The Mexican Lucha libre, or professional wrestling promotion International Wrestling Revolution Group (IWRG) has produced and scripted a number of wrestling shows since their creation on January 1, 1996 by promoter Adolfo "Pirata" Moreno. Some of these shows have become annual events, some are special one-off events, normally indicated by a special main event match or being promoted under a special name, and some are IWRG's normally scheduled Wednesday or Sunday shows. Many of the annual and special events are headlined by a Lucha de Apuestas, or "bet match", where a wrestler will put his wrestling mask or hair on the line.

The longest-running recurring IWRG show is the Arena Naucalpan Anniversary Show, which started in 1978, making it the second longest-running professional wrestling recurring show series, only surpassed by the Consejo Mundial de Lucha Libre Anniversary Shows that began in 1934. It is the only regular IWRG show that predates the creation of IWRG itself. IWRG's second-longest-running show is their IWRG Anniversary Shows, starting on January 1, 1997, and held within the first couple of days of January. Throughout the year IWRG promotes several other recurring events such as the El Castillo del Terror ("The Tower of Terror"), Legado Final ("Final Legacy") or Guerra del Golfo ("The Gulf War"). They also hold several annual tournament such as El Protector, Rey del Ring ("King of the Ring") and Rebelión de los Juniors amongst others.

History
Wrestler-turned-promoter Adolfo "Pirata" Moreno began promoting wrestling shows in his native Naucalpan de Juárez, Mexico, bringing in wrestlers from Empresa Mexicana de Lucha Libre (EMLL) to Naucalpan as well as featuring wrestlers from the Mexican independent circuit. Later on he would promote shows mainly in "Arena KO Al Gusto" and served as the Universal Wrestling Association (UWA) partner, using the name Promociones Moreno as the business name for his promotional efforts. In 1977 Moreno bought the run down Arena KO Al Gusto and had Arena Naucalpan built in its place, an arena designed specifically for wrestling shows, with a maximum capacity of 2,400 spectators for the shows. Arena Naucalpan became the permanent home for Promociones Moreno, with very few shows held elsewhere. The Arena Naucalpan 1st Anniversary Show was held in December 1978, becoming an annual show for Moreno. The Arena Naucalpan Anniversary Show is the second oldest annual professional wrestling show, only predated by the Consejo Mundial de Lucha Libre Anniversary Shows that started in 1934. In the 1990s the UWA folded and Promociones Moreno worked primarily with EMLL, now rebranded as Consejo Mundial de Lucha Libre (CMLL).

*RECORD EXCERPTS*
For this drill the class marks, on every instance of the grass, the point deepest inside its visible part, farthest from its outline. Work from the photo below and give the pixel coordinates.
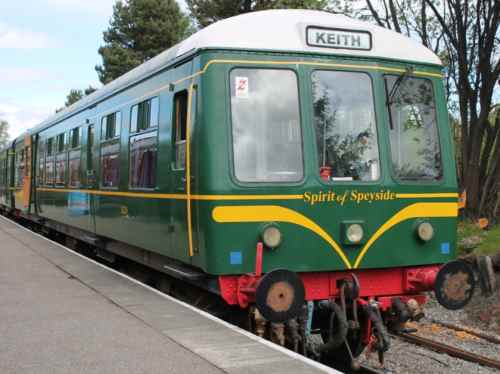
(490, 239)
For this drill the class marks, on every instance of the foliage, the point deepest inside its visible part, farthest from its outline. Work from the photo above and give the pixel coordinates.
(490, 239)
(77, 94)
(206, 12)
(464, 34)
(4, 133)
(138, 31)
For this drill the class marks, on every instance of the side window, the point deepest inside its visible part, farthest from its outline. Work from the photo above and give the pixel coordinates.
(143, 155)
(265, 119)
(414, 137)
(110, 150)
(111, 126)
(144, 115)
(41, 163)
(74, 154)
(49, 162)
(180, 122)
(19, 169)
(61, 160)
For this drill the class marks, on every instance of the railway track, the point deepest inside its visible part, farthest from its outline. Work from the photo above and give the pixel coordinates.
(469, 330)
(450, 350)
(363, 368)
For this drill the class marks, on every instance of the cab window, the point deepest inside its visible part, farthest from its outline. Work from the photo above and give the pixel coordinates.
(344, 122)
(414, 139)
(267, 140)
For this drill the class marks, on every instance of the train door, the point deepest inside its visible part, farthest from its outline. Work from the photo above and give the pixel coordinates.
(26, 194)
(183, 244)
(22, 174)
(89, 182)
(11, 157)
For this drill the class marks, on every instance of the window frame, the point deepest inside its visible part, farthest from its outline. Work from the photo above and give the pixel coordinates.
(141, 104)
(377, 130)
(229, 117)
(104, 137)
(144, 134)
(394, 178)
(50, 159)
(175, 129)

*SHORT TASK*
Using the text on International Wrestling Revolution Group, answer each question briefly.
(a) Who created IWRG, and on what date?
(b) What English translation does the text give for Guerra del Golfo?
(c) What is the maximum capacity of Arena Naucalpan?

*FINAL RESULT*
(a) Adolfo "Pirata" Moreno, on January 1, 1996.
(b) "The Gulf War."
(c) 2,400 spectators.